══ Input material

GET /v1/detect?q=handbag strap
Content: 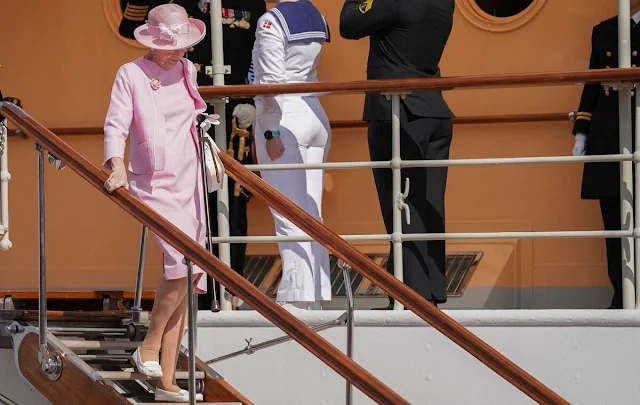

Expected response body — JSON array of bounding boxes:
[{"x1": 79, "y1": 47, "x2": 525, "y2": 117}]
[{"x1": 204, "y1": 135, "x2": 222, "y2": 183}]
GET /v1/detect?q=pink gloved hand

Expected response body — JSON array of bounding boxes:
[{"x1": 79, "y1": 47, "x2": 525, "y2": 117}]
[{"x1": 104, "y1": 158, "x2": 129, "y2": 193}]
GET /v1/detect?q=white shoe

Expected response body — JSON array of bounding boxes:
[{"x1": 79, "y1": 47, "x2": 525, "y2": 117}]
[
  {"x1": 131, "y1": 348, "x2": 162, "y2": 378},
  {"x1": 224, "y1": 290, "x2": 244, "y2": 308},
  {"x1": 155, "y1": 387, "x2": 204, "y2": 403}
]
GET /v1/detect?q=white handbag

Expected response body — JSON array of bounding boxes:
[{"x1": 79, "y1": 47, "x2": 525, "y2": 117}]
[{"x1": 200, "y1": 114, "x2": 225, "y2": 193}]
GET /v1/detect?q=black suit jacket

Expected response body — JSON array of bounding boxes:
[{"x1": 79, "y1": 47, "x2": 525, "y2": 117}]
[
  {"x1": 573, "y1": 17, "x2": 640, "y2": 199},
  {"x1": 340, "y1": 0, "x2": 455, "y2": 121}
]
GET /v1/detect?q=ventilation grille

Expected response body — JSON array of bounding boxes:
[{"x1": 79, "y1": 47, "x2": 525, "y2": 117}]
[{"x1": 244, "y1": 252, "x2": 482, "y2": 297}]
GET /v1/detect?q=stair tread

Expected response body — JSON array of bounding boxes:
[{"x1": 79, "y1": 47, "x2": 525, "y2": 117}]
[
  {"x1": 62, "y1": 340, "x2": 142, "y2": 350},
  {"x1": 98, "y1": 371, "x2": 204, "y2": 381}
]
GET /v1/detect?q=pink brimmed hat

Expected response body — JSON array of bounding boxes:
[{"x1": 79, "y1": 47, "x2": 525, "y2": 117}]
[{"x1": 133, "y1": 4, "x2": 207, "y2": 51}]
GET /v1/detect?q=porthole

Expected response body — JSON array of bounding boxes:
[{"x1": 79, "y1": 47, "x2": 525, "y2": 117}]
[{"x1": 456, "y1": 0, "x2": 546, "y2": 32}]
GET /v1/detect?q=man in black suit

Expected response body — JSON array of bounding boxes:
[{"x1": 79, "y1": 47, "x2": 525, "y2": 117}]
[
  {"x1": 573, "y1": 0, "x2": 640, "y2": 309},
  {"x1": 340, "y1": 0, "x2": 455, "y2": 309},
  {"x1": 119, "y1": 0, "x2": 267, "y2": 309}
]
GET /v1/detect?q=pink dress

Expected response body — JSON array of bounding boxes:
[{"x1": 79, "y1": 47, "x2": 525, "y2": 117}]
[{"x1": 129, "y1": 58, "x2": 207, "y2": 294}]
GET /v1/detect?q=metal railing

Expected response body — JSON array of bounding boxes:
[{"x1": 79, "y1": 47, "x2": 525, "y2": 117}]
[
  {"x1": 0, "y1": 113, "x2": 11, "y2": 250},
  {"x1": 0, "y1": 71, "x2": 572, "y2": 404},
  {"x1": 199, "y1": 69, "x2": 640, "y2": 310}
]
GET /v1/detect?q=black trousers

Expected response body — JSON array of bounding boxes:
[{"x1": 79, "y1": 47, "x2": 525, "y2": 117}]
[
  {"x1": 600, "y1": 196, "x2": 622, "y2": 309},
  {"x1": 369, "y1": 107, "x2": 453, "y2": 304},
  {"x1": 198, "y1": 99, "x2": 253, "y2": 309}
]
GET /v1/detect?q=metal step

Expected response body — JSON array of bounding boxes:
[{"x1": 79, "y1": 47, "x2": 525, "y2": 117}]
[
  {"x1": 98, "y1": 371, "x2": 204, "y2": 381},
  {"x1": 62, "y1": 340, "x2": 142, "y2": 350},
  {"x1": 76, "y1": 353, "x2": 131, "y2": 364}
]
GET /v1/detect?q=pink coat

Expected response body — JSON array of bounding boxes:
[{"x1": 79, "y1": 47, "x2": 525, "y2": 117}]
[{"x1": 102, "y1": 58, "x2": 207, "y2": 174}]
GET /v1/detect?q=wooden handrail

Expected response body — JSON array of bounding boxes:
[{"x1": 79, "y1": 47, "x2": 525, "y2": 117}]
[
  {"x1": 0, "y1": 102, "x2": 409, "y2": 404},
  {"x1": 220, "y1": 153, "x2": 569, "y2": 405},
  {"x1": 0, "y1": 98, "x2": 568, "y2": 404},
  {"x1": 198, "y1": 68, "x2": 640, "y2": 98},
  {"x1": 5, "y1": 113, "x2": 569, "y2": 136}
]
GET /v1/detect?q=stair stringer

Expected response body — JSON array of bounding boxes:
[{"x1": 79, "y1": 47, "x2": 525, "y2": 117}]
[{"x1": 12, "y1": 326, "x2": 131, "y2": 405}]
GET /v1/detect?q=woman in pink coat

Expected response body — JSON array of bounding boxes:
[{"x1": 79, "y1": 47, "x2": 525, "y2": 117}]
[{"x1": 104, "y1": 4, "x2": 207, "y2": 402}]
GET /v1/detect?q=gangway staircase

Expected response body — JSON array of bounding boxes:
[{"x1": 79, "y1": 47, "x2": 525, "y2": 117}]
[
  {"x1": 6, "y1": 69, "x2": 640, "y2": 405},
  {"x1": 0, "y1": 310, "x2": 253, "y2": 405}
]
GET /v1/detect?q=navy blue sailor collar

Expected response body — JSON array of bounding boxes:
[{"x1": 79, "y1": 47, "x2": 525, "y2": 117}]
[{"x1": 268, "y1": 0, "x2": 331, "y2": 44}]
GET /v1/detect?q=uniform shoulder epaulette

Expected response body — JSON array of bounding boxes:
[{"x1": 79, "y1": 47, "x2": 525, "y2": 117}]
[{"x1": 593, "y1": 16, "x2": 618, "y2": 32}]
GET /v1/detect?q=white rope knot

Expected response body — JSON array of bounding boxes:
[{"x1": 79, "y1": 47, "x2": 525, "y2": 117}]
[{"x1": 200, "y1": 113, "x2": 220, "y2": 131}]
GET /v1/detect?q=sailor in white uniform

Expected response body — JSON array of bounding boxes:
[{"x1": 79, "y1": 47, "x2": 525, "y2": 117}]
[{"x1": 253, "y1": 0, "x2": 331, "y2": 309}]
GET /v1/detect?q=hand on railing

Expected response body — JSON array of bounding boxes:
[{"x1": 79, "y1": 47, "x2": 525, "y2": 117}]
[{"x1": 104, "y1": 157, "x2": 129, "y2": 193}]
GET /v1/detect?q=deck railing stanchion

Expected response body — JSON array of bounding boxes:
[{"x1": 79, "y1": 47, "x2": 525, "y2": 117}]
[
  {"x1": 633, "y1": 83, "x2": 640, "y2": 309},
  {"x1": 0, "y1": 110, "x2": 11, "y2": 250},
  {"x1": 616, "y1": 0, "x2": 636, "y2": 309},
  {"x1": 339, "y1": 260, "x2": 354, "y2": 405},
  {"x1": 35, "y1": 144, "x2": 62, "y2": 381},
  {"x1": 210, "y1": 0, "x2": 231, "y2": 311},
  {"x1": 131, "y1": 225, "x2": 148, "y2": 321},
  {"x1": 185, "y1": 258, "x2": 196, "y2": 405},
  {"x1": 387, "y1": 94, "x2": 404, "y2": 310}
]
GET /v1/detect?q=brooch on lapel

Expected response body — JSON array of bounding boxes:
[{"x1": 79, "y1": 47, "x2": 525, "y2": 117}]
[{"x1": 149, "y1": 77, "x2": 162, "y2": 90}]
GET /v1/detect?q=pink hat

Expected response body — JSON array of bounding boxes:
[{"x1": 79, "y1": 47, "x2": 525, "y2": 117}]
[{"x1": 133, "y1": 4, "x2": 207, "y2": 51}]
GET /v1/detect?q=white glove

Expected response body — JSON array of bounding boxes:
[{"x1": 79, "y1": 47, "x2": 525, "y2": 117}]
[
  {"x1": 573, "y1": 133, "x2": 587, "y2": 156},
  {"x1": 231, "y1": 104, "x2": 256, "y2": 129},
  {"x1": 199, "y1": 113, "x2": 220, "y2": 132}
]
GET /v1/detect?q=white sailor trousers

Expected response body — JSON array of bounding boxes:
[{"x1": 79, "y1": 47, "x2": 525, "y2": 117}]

════

▶ _Stated exercise_:
Rewrite the lines from the line with "GET /v1/detect?q=white sailor trousers" through the end of the records, replacing "trousers" with "pants" and leaving everything else unchanged.

▶ _Answer to the problem_:
GET /v1/detect?q=white sailor pants

Expected response body — JSON array of bounding boxes:
[{"x1": 79, "y1": 47, "x2": 525, "y2": 117}]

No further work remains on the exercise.